*Extracted information*
****************************************

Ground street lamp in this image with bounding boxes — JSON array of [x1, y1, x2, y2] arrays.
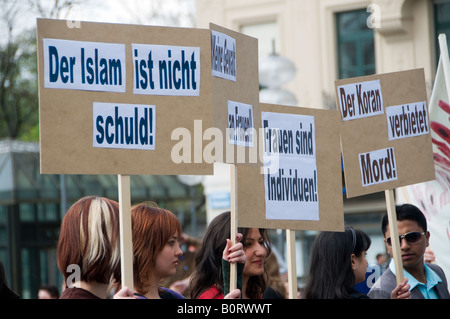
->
[[259, 40, 297, 106]]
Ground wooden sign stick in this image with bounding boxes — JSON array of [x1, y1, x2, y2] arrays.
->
[[385, 189, 404, 284], [229, 164, 238, 291], [438, 34, 450, 100], [229, 164, 238, 292], [118, 174, 134, 290], [286, 229, 298, 299]]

****************************************

Each entry above must be repeated word for word, minus its images.

*Written response*
Ground street lamp in this image with bounding boxes — JSON array of [x1, y1, x2, y2] arrays.
->
[[259, 40, 297, 106]]
Ground wooden sign stick in this image with bounding boxes — JSON array of [x1, y1, x2, y2] arrays.
->
[[385, 189, 404, 284], [229, 164, 238, 291], [438, 34, 450, 100], [229, 164, 238, 292], [118, 174, 134, 290], [286, 229, 298, 299]]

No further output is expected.